Content starts

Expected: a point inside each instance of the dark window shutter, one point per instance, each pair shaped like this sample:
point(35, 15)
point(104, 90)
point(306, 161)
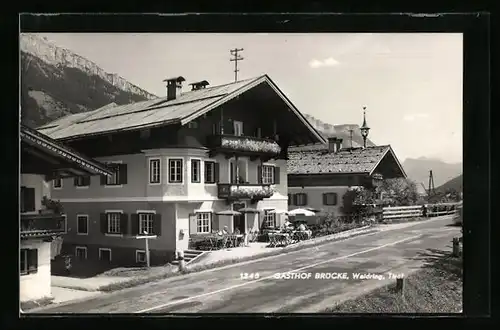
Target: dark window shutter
point(123, 173)
point(216, 172)
point(104, 223)
point(134, 224)
point(124, 223)
point(32, 261)
point(157, 224)
point(23, 191)
point(231, 173)
point(29, 199)
point(276, 175)
point(192, 223)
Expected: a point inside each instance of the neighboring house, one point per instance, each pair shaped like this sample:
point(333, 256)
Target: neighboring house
point(178, 161)
point(43, 159)
point(320, 175)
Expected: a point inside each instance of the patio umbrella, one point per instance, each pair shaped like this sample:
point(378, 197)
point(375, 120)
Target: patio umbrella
point(304, 212)
point(248, 210)
point(277, 212)
point(228, 212)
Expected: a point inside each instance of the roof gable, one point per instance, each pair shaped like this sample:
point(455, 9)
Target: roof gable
point(357, 160)
point(161, 111)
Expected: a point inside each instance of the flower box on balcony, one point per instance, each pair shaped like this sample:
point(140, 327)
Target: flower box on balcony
point(245, 191)
point(245, 144)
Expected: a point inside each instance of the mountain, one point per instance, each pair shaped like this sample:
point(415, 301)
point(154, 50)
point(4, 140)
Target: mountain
point(453, 184)
point(56, 82)
point(418, 171)
point(340, 131)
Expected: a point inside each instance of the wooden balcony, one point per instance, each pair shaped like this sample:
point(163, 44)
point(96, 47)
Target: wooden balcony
point(237, 191)
point(42, 225)
point(250, 146)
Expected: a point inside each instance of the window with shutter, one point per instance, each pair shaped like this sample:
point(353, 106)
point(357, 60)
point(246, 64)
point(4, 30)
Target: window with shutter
point(209, 172)
point(300, 199)
point(82, 224)
point(330, 199)
point(268, 174)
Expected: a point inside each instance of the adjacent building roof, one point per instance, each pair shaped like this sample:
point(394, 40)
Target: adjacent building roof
point(41, 141)
point(161, 111)
point(320, 161)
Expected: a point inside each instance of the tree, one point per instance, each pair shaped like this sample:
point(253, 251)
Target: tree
point(400, 191)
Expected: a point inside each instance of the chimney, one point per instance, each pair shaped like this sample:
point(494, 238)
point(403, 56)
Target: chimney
point(174, 87)
point(339, 144)
point(199, 85)
point(332, 144)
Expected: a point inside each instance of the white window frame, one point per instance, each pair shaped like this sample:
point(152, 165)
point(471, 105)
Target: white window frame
point(191, 170)
point(152, 175)
point(65, 216)
point(149, 214)
point(212, 165)
point(84, 248)
point(200, 219)
point(77, 224)
point(108, 220)
point(174, 160)
point(268, 217)
point(83, 187)
point(297, 199)
point(268, 179)
point(105, 249)
point(137, 253)
point(336, 198)
point(54, 184)
point(239, 124)
point(106, 185)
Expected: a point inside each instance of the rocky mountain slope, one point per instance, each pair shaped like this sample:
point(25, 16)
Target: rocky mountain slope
point(56, 82)
point(453, 184)
point(418, 170)
point(340, 131)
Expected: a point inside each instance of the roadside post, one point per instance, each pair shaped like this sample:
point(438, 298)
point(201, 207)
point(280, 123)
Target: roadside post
point(400, 286)
point(182, 263)
point(456, 247)
point(146, 238)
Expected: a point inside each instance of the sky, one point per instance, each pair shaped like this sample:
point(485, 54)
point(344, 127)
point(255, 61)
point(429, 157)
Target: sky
point(411, 84)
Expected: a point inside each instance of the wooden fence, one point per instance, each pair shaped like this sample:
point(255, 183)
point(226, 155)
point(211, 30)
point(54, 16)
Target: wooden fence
point(431, 210)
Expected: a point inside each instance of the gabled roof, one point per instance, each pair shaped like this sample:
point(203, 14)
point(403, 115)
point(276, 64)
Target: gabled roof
point(41, 141)
point(356, 160)
point(161, 111)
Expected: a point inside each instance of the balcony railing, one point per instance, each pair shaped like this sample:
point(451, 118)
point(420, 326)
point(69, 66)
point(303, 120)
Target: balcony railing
point(244, 145)
point(237, 191)
point(42, 225)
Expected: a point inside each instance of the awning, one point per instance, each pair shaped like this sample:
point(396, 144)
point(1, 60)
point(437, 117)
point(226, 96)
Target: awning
point(45, 144)
point(205, 207)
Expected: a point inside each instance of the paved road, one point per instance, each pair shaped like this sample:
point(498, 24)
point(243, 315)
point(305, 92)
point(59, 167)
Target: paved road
point(224, 291)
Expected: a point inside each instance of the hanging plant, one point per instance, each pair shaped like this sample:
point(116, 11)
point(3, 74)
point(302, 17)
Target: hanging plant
point(248, 144)
point(52, 205)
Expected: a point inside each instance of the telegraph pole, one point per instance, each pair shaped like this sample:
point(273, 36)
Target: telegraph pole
point(235, 59)
point(350, 135)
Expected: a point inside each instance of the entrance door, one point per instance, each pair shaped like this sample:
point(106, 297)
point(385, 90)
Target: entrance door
point(239, 220)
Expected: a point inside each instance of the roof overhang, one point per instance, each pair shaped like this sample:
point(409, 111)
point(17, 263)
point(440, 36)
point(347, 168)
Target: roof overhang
point(46, 145)
point(389, 150)
point(247, 87)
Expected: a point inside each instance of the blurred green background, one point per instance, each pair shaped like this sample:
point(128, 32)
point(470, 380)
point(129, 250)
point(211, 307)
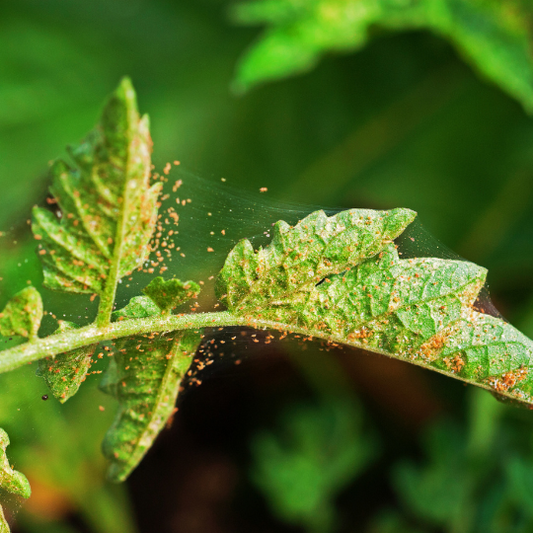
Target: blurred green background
point(432, 117)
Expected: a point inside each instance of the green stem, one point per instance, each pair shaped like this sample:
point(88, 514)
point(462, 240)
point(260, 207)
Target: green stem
point(60, 343)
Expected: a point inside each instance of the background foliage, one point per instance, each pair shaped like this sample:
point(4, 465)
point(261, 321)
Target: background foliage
point(423, 118)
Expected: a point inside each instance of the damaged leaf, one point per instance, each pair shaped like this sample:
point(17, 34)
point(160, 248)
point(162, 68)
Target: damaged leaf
point(145, 376)
point(418, 310)
point(11, 481)
point(23, 314)
point(65, 373)
point(107, 209)
point(171, 293)
point(299, 257)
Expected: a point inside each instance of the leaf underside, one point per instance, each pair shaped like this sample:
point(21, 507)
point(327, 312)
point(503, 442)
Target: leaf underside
point(65, 373)
point(145, 376)
point(22, 314)
point(168, 294)
point(417, 310)
point(11, 480)
point(494, 35)
point(107, 208)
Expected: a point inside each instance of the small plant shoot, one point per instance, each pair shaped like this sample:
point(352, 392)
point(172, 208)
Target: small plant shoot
point(336, 278)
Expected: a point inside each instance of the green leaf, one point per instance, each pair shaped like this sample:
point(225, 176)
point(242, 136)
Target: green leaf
point(494, 35)
point(137, 307)
point(108, 210)
point(301, 256)
point(11, 480)
point(302, 465)
point(145, 377)
point(22, 315)
point(65, 373)
point(417, 310)
point(171, 293)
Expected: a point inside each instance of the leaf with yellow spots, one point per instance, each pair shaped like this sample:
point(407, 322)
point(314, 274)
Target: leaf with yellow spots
point(22, 314)
point(418, 310)
point(106, 207)
point(145, 376)
point(11, 481)
point(65, 372)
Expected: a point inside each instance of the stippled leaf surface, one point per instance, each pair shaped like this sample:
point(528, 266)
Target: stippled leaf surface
point(67, 371)
point(145, 376)
point(299, 257)
point(418, 310)
point(168, 294)
point(22, 314)
point(107, 208)
point(137, 307)
point(11, 480)
point(494, 35)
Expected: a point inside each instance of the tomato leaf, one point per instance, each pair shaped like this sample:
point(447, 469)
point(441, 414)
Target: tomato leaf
point(417, 310)
point(145, 376)
point(22, 314)
point(11, 480)
point(493, 35)
point(107, 208)
point(170, 293)
point(67, 371)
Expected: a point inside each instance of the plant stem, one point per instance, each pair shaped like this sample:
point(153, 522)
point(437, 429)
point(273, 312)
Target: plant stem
point(92, 334)
point(60, 343)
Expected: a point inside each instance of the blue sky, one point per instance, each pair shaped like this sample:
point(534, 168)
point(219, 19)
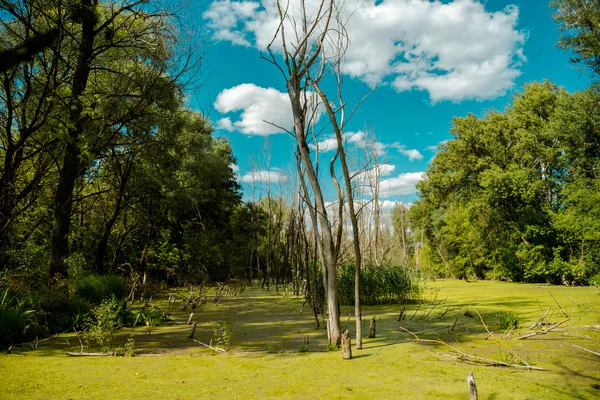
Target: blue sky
point(466, 56)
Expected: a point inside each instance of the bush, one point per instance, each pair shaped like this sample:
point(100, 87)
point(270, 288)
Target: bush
point(59, 312)
point(97, 288)
point(594, 279)
point(104, 320)
point(12, 324)
point(508, 320)
point(385, 284)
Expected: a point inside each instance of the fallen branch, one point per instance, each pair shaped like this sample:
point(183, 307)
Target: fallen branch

Content ends

» Your task
The reply must consist solely of the lines from the one containing "Expected: a point inside each instance of the bush, one" through the last line in the material above, reproduced exactly.

» Written reply
Expected: a point inside each instance of the bush, one point per instance, each pair shaped like this sample:
point(100, 87)
point(270, 288)
Target: bush
point(59, 312)
point(97, 288)
point(594, 279)
point(104, 320)
point(12, 324)
point(508, 320)
point(385, 284)
Expected: a point inside each instance of the fallen branch, one point per instance, each pair shaped like this sample:
point(183, 307)
Target: fallen branch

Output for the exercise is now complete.